PROBLEM STATEMENT | The whole listing should come back exactly as written, except for the pictures.

SOURCE RECORDS |

::::

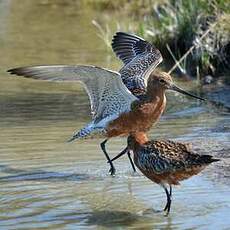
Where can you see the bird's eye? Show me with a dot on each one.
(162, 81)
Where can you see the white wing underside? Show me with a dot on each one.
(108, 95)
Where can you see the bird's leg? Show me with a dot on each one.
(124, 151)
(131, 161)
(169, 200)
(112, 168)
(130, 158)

::::

SOLUTION FOR THIS TASK |
Where can you see the bird's eye? Show me with a dot on each one.
(162, 81)
Where can you see the white wing underside? Show me with a dot on each one.
(108, 95)
Where can you see the bird's leg? Show me with a dot on each one.
(124, 151)
(131, 161)
(169, 200)
(112, 168)
(130, 158)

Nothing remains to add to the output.